# Sprinklers in electrical closets



## crothemi (Jul 14, 2010)

I work in a hospital and we are having a pseudo CMS survey done.

One of the things our "inspector" brought up was an electrical closet that was missing a sprinkler head.

After looking into it deeper out of the 45 similar closets we have only 15 have a sprinkler head.

These are small 25 square feet or less, non combustabe construction.

All 45 of these closets have a system smoke detector in them.

Do I go back and have sprinklers installed in the remaining 30?

I have never been a big fan of mixing sprinklers and electrical panels.

I have seen the damage that can be done by a small leak.


----------



## cda (Jul 14, 2010)

Yes

Is the inspector requiring them ?????


----------



## Coug Dad (Jul 14, 2010)

sprinkler them.  You can install a shield over the panel if you want to.  CMS and Joint Commission will both require them to be sprinklered if the zone is classified as sprinklered.


----------



## crothemi (Jul 14, 2010)

Yes our inspector is requiring the one he caught be done.


----------



## raider1 (Jul 14, 2010)

Recorded data:
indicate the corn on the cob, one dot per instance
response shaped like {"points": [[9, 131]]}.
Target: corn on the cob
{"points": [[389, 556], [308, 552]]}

Assignment A:
From the thread on sprinklers in electrical closets, extract the passage between "# Sprinklers in" and "have a sprinkler head.", inclusive.
Assignment B:
Extend the forum thread about sprinklers in electrical closets, picking up right after its final line.

Written reply A:
# Sprinklers in electrical closets



## crothemi (Jul 14, 2010)

I work in a hospital and we are having a pseudo CMS survey done.

One of the things our "inspector" brought up was an electrical closet that was missing a sprinkler head.

After looking into it deeper out of the 45 similar closets we have only 15 have a sprinkler head.

Written reply B:
If you install sprinklers in the electrical closets remeber that 110.26(F)(1)© of the NEC requires that there is protection installed to avoid damage to the electrical equipment from condensation, leaks, or breaks in the sprinkler piping.

Chris


----------



## Dr. J (Jul 14, 2010)

Install them everywhere.  You have multiple masters here.  Even if a local jurisdiction accepts the situation and does not require a retrofit, CMS/The Joint Commission will, and they hold the money/accreditation.  They use NFPA 101, and apply it retroactively.  Actually, what they do is assume CH 18 (new construciton) applies everywhere, unless you can prove a given smoke compartment has not been touched since 2003, and then MAYBE you can apply CH 19 (existing), IF you meet all the separation (new to existing) requirements.


----------



## TJacobs (Jul 14, 2010)

The mere presence of electrical equipment does not allow omission of sprinklers, but there are provisions in NFPA 13 that address this issue.


----------



## Gene Boecker (Jul 14, 2010)

sprinklers in the electrical closet.  Ah, yes.  One of those "electric guys hate water" things.

Put the sprinklers in and shield the panel.


----------



## crothemi (Jul 14, 2010)

Thanks for the input, calling the sprinkler contractor in the morning.


----------



## FM William Burns (Jul 14, 2010)

I concur....sprinkle and shield.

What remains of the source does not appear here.